● **What you will do**:
1. Answer these questions from the text on reading document properties with HPSF, one answer per line, marked (a), (b), (c):
(a) Through which menu can users of Word, Excel, or PowerPoint attach additional information to their documents?
(b) What else are the files inside an OLE 2 CDF container called?
(c) Which character begins the names of the property streams?
2. Using the text on reading document properties with HPSF, decide whether each statement below agrees with it. Answer yes or no for each, marked (a), (b), (c), and quote the deciding words of the text.
(a) Document properties are kept in the WordDocument stream along with the edited text.
(b) Reading the standard Microsoft-defined properties works differently for an Excel file than for a Word document.
(c) The date and time of the last modification is among the information the application adds itself.
3. Extend the text on reading document properties with HPSF, picking up after its final sentence.

Reading and Writing Excel Files with POI
Pages: 1, 2
Reading Document Properties with HPSF
Users of Microsoft Word, Excel, or PowerPoint can attach additional information to their documents using the File->Properties... menu. Properties include a document's title, a summary, a category, and keywords. The application itself adds further information: the last author, the date and time of the last modification, the date and time the document was printed, and so on.
Properties are stored separately from the document itself. As you know, an
OLE 2 CDF file is a container consisting of directories and files internally,
and POIFS gives you access to these files. The files are also called streams.
Document properties are stored in streams of their own within a POIFS
filesystem. Consider a Word document: while you see a simple file named
myfile.doc on your hard disk, internally, it consists of a file
called WordDocument and two files called
SummaryInformation and DocumentSummaryInformation.
There are usually other files, but we won't care about them here.
Can you guess what these streams contain? Yes, WordDocument
contains the text you edited with Word. The document properties are stored in
the SummaryInformation and DocumentSummaryInformation
streams. It would be too simple to have all of the properties in a single stream, so
Microsoft decided to use two of them. To make things even more complicated,
these streams' names start with the octal \005 character. This is
a non-printable character and is omitted above.
The nice thing with the standard Microsoft-defined properties is that they don't care whether the main document is a Word document, an Excel file, a PowerPoint presentation, or some other document. Once you know how to read the properties of an Excel file, you can retrieve the properties of all other documents, too.

● **Extracted material**:
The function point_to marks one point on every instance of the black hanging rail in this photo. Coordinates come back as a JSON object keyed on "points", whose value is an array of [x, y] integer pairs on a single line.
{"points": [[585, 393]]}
...
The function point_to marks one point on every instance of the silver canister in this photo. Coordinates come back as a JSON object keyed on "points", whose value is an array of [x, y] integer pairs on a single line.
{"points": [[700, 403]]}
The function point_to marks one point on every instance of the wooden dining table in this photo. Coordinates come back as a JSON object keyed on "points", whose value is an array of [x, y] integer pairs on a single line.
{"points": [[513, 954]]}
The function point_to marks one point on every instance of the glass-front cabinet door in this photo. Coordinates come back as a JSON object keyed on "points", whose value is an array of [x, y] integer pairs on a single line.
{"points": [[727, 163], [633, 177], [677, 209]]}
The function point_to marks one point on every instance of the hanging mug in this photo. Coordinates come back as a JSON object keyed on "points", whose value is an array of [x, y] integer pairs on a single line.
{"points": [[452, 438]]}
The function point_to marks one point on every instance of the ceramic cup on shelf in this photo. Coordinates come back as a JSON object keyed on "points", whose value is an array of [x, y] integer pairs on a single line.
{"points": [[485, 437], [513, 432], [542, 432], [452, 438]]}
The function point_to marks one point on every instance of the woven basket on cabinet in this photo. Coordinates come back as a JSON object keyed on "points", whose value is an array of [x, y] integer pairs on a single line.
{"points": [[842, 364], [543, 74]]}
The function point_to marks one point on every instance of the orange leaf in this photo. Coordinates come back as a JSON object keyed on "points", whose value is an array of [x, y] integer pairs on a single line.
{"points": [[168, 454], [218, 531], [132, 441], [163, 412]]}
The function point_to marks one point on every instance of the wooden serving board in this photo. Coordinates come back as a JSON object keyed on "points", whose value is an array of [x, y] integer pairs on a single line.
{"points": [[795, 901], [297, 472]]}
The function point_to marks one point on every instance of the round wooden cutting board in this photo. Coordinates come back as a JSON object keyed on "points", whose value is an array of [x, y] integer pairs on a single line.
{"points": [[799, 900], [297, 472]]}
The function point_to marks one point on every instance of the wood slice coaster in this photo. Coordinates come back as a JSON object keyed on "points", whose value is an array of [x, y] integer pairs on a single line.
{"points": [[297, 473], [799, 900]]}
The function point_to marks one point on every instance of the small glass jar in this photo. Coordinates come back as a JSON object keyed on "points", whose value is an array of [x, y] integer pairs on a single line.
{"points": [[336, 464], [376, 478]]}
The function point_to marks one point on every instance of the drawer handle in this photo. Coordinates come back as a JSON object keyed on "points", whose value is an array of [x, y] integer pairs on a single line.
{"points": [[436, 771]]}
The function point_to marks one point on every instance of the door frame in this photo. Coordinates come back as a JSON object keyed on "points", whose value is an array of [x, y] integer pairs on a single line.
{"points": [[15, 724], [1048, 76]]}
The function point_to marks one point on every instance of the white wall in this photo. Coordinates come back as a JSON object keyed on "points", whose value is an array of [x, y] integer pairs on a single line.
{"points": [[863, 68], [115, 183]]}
---
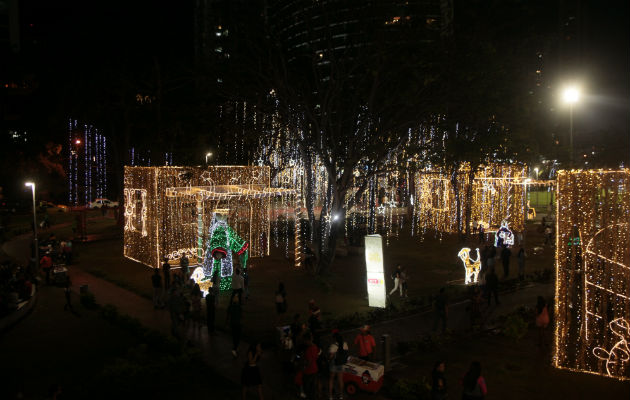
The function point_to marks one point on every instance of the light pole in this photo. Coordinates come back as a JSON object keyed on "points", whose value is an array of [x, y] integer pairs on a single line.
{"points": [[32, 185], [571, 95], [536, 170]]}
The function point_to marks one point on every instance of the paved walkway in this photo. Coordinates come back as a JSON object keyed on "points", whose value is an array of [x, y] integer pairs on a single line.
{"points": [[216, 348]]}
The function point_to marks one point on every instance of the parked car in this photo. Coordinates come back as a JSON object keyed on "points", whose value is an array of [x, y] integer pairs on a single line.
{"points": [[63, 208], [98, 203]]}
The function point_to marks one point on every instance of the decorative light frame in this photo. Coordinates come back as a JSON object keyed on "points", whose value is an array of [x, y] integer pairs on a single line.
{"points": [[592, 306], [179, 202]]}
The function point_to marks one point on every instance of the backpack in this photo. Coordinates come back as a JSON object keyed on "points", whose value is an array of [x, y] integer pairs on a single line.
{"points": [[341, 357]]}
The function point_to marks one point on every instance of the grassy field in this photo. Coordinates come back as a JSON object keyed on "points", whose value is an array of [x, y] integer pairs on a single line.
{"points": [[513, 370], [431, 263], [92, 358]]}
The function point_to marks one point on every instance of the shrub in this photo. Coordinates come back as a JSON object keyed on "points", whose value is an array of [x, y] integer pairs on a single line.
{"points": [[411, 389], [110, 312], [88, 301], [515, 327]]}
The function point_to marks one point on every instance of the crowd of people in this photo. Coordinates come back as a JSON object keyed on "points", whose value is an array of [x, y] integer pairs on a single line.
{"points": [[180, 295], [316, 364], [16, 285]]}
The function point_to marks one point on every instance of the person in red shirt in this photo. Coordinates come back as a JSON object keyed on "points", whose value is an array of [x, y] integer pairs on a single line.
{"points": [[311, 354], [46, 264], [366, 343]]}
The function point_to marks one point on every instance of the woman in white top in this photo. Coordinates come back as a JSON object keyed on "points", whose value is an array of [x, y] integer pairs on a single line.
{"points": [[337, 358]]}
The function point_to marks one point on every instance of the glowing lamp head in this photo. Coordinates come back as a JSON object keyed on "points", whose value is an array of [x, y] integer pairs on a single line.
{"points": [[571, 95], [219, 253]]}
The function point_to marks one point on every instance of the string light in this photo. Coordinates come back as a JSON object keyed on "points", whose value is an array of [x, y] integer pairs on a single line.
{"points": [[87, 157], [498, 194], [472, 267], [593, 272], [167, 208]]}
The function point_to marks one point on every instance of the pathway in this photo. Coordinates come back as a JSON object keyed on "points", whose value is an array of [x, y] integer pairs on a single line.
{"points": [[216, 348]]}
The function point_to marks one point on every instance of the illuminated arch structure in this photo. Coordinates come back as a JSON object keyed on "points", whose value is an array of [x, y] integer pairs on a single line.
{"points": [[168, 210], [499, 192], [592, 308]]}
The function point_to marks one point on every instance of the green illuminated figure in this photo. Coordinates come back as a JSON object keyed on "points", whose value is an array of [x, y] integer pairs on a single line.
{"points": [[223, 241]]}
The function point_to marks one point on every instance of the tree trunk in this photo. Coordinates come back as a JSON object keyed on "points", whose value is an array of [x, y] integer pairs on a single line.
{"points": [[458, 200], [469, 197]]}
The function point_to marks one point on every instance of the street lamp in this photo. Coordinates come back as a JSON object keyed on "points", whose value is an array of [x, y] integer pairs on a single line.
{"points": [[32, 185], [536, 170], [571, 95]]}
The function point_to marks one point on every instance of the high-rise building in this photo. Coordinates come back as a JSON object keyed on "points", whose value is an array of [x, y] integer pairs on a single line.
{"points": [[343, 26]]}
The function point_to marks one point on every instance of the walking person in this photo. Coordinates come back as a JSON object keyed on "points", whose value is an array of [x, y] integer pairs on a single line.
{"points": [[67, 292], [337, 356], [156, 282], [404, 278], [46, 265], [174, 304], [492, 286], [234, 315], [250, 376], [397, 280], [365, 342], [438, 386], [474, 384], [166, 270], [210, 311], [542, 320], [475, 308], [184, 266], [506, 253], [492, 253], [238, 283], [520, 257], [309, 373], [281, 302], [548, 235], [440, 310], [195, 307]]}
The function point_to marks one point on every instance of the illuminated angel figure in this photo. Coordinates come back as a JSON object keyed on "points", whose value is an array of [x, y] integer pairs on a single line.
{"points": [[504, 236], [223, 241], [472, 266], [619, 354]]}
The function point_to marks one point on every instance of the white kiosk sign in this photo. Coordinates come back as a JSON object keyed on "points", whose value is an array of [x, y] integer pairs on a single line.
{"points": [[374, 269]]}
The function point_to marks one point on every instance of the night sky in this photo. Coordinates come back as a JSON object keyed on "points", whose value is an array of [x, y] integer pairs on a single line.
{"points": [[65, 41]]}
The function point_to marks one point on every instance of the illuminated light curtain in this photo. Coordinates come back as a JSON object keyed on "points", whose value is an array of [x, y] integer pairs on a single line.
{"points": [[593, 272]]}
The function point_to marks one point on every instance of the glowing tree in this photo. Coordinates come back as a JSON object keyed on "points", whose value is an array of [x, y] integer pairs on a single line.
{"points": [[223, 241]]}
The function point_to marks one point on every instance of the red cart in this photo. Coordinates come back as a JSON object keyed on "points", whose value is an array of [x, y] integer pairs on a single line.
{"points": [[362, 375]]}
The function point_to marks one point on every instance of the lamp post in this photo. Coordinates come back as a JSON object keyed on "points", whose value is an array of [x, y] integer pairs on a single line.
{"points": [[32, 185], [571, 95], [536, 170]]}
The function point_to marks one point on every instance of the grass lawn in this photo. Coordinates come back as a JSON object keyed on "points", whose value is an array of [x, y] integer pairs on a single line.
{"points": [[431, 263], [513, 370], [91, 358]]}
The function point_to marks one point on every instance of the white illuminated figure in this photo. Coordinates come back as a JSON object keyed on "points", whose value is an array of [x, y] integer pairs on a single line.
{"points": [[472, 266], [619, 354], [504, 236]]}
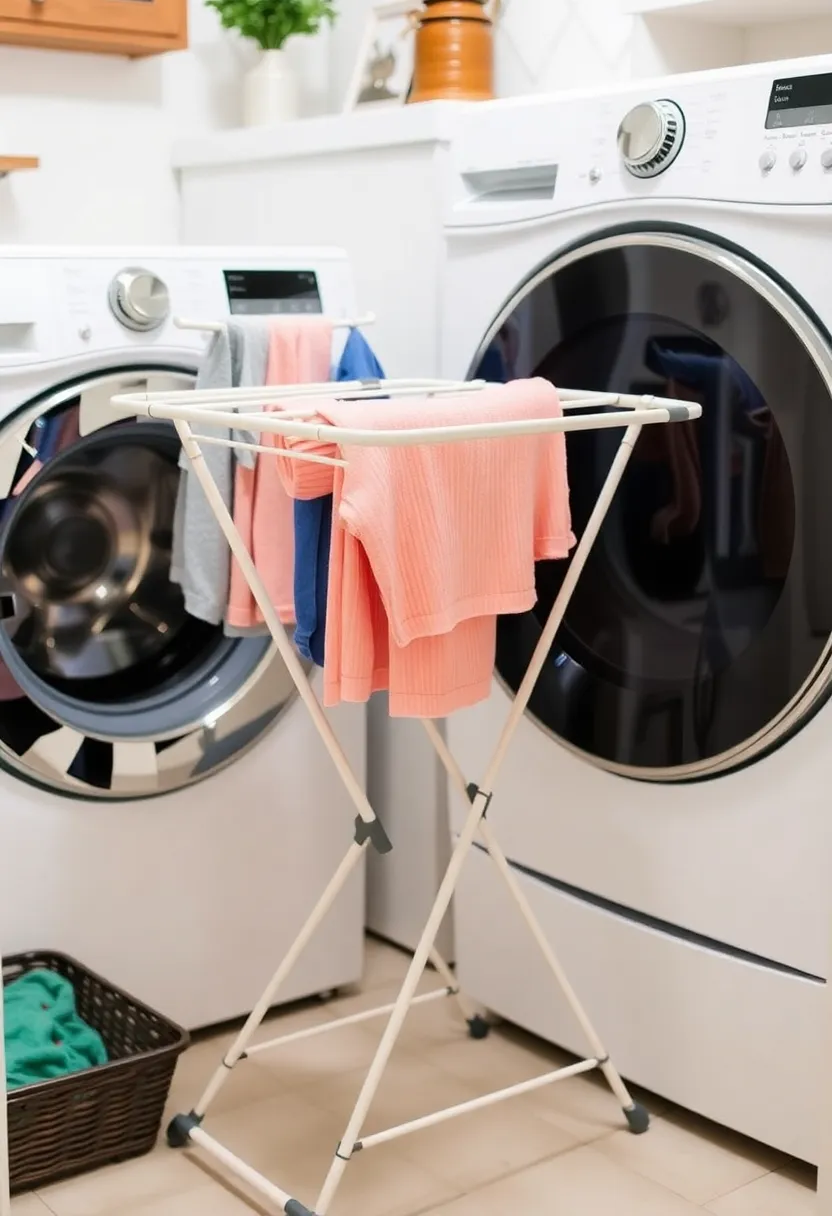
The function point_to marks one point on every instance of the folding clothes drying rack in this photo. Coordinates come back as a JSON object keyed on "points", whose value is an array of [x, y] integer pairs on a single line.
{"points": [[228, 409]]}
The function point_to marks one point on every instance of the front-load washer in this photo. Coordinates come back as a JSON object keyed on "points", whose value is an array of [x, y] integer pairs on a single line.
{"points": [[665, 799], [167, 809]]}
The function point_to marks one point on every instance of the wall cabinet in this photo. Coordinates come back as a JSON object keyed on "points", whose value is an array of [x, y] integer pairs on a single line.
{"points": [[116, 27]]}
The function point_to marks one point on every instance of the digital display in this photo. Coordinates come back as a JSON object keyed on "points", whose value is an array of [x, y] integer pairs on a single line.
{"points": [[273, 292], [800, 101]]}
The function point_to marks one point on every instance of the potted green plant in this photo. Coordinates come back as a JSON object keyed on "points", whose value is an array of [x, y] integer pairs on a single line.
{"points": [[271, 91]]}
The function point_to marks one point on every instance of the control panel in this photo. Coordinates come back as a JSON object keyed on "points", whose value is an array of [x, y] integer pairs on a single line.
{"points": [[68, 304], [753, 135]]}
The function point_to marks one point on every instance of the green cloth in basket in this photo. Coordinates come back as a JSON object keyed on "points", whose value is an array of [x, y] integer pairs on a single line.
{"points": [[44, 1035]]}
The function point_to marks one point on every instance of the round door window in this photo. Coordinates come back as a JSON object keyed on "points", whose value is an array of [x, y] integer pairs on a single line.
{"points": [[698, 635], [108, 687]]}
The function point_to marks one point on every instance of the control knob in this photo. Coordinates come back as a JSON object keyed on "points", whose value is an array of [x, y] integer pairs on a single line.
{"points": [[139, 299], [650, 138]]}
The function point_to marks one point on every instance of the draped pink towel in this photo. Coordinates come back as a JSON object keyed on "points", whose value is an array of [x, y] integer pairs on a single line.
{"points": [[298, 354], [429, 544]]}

● **Results of the tasks**:
1.
(a) File->Properties...
(b) Streams.
(c) The octal \005 character.

2.
(a) No: "The document properties are stored in the SummaryInformation and DocumentSummaryInformation streams."
(b) No: "they don't care whether the main document is a Word document, an Excel file, a PowerPoint presentation, or some other document."
(c) Yes: "The application itself adds further information: the last author, the date and time of the last modification"

3.
Luckily, you don't have to figure out too much, because your Java program can extract these information using POI's HPSF package. HPSF stands for Horrible Property Set Format and is POI's implementation for reading properties. Writing is not yet supported.
HPSF has a simple API for reading Microsoft's standard properties and a more complicated but general API for reading any sort of property sets. We'll focus on the simple API here because it should suffice for most applications.
A Sample Application
Let's have a look at a sample Java program that reads the "title" property of an OLE 2 CDF document:
import java.io.*;
import org.apache.poi.hpsf.*;
import org.apache.poi.poifs.eventfilesystem.*;
/**
* <p>Sample application showing how to read a OLE 2 document's
* title. Call it with the document's file name as command line
* parameter.</p>
*
* @author Rainer Klute (klute@rainer-klute.de)
*/
public class ReadTitle
{
public static void main(String[] args) throws IOException
{
final String filename = args[0];
POIFSReader r = new POIFSReader();
r.registerListener(new MyPOIFSReaderListener(),
"\005SummaryInformation");
r.read(new FileInputStream(filename));
}
static class MyPOIFSReaderListener implements POIFSReaderListener
{
public void processPOIFSReaderEvent(POIFSReaderEvent event)
{
SummaryInformation si = null;
try
{
si = (SummaryInformation)
PropertySetFactory.create(event.getStream());
}
catch (Exception ex)
{
throw new RuntimeException
("Property set stream \"" + event.getPath() +
event.getName() + "\": " + ex);
}
final String title = si.getTitle();
if (title != null)
System.out.println("Title: \"" + title + "\"");
else
System.out.println("Document has no title.");
}
}
}
The main() method uses POIFS' eventing filesystem to read a
stream named \005SummaryInformation from the OLE 2 document named
on the command line. When the POIFSReader encounters this stream,
it transfers control to the processPOIFSReaderEvent() method of
MyPOIFSReaderListener. You've already learned the details of this mechanism from the first article of this series.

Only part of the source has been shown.